» **Stated goal 1**
In the text on multi-citizenship in intercountry adoption, which law requires a child to be under 18 to become a U.S. citizen?
» **Stated goal 2**
Translate this sentence from the text on multi-citizenship in intercountry adoption into Spanish: "A child must be under the age of 18 to become a U.S. citizen under the Child Citizenship Act of 2000."
» **Stated goal 3**
Carry on the text on multi-citizenship in intercountry adoption from its last line.

» **Selection**
Notice: This article is for general information only and is not to be construed as legal advice. National Council For Adoption recommends that you consult an attorney with expertise in adoption and immigration if you need legal support.

Those working in the field of adoption often face questions about dual or multiple citizenship. Prospective parents want to know how their adopted child will attain U.S. citizenship, if their child will have two passports, if they will one day need to choose just one citizenship, or if being or later becoming a citizen of their birth country will affect their U.S. citizenship.

  • A child may hold two passports under U.S. law, but it also depends on the other country in question’s laws and regulations about multi-citizenship.
  • A child does not have to choose a citizenship at 18, but will have to take over his or her citizenship maintenance procedures.
  • Becoming a citizen of another country will not affect U.S. citizenship in any way. The U.S. Constitution protects multi-citizenship under the 14th Amendment.
  • A child may be able to later become a citizen of his or her birth country, but it depends on whether that country recognizes multi-citizenship, or if the child is willing to give up his or her U.S. citizenship.
  • A child must be under the age of 18 to become a U.S. citizen under the Child Citizenship Act of 2000.
  • U.S. citizenship is automatically granted to adopted children once they step on U.S. soil under the Child Citizenship Act under visa type 3, so long as the adoption was full and final and completed in the birth country.

This article provides an introduction to these issues and others related to multi-citizenship in intercountry adoption.

What is Multi-Citizenship?

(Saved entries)
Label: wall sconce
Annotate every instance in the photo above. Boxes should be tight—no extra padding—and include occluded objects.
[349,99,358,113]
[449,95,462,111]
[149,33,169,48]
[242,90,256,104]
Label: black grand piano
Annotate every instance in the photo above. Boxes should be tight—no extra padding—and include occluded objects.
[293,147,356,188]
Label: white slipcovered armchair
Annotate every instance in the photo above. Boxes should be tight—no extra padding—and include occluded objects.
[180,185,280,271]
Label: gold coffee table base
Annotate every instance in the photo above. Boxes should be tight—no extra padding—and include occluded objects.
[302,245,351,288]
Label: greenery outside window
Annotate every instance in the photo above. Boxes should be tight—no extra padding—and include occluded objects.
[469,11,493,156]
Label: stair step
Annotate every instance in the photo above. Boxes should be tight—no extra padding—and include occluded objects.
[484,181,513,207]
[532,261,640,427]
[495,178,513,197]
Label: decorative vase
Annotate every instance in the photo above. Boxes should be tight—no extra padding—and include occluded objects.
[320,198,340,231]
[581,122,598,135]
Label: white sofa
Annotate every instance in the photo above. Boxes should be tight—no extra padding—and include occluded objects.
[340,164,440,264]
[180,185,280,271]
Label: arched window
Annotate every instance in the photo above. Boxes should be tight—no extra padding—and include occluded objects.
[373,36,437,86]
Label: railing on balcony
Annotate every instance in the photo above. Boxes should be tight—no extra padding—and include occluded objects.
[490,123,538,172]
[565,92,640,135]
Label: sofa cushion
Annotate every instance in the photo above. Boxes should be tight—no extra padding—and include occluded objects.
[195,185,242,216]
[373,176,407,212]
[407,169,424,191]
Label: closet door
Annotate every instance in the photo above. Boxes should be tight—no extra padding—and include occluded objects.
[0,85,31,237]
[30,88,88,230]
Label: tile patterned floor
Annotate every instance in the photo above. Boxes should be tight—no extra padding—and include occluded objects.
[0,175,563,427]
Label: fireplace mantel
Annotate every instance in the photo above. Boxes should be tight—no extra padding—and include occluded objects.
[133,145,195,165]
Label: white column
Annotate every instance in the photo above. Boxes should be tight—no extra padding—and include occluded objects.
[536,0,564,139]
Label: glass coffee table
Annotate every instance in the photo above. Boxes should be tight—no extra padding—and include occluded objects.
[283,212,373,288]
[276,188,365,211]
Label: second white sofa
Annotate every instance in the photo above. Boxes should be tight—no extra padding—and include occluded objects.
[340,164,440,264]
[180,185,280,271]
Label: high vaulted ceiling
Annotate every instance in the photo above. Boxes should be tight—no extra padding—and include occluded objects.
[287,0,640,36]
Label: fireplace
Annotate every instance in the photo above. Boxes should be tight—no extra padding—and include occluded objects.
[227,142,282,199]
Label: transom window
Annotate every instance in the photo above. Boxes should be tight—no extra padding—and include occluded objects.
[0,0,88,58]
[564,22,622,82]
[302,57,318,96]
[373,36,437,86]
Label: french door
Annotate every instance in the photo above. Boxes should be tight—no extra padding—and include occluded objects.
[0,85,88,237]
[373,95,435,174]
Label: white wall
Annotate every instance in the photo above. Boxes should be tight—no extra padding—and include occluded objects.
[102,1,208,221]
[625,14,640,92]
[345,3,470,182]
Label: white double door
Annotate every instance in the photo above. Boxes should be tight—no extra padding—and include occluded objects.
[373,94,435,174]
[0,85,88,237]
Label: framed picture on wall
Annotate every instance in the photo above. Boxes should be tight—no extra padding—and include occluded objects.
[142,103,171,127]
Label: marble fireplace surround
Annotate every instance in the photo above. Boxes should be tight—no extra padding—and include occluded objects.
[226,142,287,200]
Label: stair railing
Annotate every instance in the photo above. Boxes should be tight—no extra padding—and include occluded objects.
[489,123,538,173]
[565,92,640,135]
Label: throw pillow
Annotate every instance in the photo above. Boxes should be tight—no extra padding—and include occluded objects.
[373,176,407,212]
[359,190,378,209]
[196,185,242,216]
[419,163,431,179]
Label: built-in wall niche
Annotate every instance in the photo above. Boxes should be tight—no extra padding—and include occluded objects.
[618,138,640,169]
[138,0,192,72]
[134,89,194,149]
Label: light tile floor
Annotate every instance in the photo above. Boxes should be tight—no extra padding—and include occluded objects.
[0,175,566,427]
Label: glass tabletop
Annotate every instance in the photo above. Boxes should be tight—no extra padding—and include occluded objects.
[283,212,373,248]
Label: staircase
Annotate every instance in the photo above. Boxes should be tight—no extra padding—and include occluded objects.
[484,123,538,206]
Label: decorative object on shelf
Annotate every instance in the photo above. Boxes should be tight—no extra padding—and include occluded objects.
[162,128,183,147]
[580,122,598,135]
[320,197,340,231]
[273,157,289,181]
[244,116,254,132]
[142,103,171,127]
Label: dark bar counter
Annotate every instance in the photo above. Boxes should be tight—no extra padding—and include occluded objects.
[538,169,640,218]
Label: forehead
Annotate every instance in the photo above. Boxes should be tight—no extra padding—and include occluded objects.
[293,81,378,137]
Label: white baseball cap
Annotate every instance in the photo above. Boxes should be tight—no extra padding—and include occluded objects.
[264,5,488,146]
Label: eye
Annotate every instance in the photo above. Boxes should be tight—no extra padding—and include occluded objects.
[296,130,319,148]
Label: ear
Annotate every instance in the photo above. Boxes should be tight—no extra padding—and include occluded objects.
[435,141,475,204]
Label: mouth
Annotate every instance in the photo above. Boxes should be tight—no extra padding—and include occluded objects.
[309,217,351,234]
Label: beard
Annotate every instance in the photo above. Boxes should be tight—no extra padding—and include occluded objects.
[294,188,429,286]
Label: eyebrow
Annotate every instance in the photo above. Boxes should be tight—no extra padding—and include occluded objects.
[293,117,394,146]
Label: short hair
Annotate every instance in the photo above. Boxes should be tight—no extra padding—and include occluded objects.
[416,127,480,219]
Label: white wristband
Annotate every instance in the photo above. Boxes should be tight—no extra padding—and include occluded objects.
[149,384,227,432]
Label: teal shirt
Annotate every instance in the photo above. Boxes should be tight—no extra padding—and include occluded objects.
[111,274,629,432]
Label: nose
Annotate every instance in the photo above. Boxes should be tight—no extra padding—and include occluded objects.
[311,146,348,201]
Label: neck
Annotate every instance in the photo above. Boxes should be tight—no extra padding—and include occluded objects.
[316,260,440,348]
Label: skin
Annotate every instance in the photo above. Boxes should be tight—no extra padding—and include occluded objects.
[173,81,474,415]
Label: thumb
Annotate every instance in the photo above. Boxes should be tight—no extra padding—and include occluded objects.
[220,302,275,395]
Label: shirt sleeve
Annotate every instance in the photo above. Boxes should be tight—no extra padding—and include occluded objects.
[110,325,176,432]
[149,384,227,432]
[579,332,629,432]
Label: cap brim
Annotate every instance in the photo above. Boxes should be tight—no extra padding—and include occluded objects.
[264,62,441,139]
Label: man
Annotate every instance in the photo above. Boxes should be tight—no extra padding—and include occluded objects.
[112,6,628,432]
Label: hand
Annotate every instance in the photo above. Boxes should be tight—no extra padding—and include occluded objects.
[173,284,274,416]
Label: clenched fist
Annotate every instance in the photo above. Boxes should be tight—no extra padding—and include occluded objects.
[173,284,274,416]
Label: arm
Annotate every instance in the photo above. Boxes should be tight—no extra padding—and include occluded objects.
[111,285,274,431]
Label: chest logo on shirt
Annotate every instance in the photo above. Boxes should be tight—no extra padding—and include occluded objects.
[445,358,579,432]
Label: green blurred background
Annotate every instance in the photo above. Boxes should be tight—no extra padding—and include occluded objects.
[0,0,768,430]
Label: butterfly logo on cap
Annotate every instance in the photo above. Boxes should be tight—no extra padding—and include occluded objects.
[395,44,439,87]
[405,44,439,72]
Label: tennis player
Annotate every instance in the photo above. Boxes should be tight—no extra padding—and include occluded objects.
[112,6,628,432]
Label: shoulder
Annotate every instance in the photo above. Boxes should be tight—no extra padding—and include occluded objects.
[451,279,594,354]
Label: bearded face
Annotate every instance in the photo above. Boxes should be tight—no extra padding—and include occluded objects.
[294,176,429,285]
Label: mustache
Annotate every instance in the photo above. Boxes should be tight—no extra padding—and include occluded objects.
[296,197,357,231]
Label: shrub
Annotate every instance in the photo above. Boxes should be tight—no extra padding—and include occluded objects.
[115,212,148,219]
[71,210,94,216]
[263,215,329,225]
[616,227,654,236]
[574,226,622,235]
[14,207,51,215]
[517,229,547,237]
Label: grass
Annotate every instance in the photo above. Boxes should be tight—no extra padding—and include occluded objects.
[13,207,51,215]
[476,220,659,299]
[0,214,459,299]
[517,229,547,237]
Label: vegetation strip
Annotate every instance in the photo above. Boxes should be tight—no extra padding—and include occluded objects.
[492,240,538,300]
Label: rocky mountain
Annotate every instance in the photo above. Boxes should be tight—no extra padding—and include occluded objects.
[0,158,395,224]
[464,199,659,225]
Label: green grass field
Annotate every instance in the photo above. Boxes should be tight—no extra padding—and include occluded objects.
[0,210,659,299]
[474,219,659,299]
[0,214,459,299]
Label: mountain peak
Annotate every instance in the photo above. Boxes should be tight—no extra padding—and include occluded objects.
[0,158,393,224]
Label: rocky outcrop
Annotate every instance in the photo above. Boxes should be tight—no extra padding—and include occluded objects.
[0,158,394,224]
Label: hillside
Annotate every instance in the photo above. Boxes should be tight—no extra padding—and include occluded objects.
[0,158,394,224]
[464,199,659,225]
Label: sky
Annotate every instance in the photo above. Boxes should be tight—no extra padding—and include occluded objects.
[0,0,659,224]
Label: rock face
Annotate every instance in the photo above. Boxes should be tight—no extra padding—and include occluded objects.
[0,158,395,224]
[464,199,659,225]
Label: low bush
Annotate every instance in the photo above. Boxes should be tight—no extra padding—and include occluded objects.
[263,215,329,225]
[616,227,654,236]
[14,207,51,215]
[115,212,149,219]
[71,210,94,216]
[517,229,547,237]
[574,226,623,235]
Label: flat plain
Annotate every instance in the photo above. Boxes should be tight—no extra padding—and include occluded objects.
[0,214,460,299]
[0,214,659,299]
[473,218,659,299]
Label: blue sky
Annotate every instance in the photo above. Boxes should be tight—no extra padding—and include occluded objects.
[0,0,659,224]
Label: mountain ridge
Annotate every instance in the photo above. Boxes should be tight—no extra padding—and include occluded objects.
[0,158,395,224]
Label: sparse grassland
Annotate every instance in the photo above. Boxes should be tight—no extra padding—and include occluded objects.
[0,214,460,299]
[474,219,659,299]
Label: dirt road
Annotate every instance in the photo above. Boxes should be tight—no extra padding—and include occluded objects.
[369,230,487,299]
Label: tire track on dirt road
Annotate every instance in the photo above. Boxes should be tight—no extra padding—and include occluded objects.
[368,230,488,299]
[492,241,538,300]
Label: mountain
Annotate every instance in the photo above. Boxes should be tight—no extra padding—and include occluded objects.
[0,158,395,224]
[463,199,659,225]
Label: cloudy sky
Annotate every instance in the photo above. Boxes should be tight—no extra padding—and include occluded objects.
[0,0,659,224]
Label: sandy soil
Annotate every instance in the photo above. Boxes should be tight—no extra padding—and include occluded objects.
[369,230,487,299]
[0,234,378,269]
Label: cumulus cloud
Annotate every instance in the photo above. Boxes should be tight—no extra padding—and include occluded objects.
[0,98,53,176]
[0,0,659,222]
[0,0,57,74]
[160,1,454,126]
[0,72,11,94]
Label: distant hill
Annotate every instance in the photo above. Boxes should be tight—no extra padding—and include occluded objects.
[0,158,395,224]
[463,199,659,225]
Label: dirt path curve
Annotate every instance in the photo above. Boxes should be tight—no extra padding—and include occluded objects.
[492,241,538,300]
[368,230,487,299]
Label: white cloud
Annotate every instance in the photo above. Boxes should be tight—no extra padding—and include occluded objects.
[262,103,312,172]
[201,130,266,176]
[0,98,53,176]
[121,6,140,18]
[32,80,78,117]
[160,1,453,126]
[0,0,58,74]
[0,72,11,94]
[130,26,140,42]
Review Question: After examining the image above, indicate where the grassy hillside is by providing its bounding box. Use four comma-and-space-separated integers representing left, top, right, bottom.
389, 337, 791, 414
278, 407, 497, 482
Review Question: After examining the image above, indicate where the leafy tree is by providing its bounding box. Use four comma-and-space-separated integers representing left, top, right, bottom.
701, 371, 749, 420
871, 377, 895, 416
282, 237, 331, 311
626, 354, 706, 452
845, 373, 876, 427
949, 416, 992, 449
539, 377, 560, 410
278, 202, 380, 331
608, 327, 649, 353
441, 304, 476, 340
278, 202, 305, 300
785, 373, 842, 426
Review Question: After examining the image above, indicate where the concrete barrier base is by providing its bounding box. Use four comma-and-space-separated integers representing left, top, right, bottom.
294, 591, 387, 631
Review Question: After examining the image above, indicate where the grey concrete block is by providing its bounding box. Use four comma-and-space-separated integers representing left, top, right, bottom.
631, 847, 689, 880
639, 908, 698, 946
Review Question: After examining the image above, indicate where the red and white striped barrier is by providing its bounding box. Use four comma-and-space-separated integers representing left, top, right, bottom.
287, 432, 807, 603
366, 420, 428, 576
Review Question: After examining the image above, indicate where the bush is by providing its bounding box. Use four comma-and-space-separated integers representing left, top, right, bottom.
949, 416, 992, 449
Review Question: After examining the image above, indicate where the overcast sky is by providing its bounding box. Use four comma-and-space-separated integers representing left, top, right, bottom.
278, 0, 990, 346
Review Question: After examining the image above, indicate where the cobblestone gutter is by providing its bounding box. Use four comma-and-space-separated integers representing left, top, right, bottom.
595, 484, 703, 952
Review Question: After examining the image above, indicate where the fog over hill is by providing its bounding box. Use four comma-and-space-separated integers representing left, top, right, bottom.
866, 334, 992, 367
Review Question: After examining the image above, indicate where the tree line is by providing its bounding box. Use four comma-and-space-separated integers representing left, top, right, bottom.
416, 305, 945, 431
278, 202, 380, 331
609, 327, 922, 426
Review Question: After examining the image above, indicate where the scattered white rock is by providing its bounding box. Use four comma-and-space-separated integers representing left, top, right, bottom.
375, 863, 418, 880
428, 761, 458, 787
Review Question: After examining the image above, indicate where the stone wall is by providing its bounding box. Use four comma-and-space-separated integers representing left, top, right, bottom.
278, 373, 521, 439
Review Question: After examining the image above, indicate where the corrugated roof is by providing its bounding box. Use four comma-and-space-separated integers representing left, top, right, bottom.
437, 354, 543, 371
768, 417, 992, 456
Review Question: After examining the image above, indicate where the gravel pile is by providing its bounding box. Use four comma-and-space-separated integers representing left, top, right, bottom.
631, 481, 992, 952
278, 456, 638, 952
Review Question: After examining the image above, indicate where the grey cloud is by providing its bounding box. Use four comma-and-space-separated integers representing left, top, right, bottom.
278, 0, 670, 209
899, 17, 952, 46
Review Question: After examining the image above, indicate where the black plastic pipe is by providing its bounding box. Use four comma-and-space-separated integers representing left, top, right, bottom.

» **Task answer 1**
The Child Citizenship Act of 2000.

» **Task answer 2**
Un niño debe ser menor de 18 años para convertirse en ciudadano estadounidense en virtud de la Ley de Ciudadanía Infantil de 2000.

» **Task answer 3**
Multiple citizenships, sometimes known as dual citizenships, are held by those who can claim they are a citizen of more than one country (e.g., “I have a Canadian and French passport”). Under international law, the way a person can attain national citizenship varies from country to country. Different countries use different (but not necessarily mutually exclusive) criteria for citizenship. For example, in the United States, a child is a citizen if they are born to foreign-born, non-citizen parents on U.S. soil (so, if two immigrants move to America, their child born in the U.S. is a U.S. citizen). On the other hand, the same child might also be a citizen of another country if that country denotes citizenship by being born to citizens of that country (e.g., under Australian law, any child born to an Australian citizen is also an Australian). This is one way dual citizenship is created.1

Countries also cope with recognizing multi-citizenship differently. Some countries allow it; some disavow it, and some have rules about which citizenship is binding.2 Multi-citizenship was once vociferously discouraged because it led to diplomatic problems, both real and imagined. Prior to the 20th century, it was largely prohibited.3 Currently, even in some countries that permit multiple citizenships, the governments do not usually recognize the multiplicity under law.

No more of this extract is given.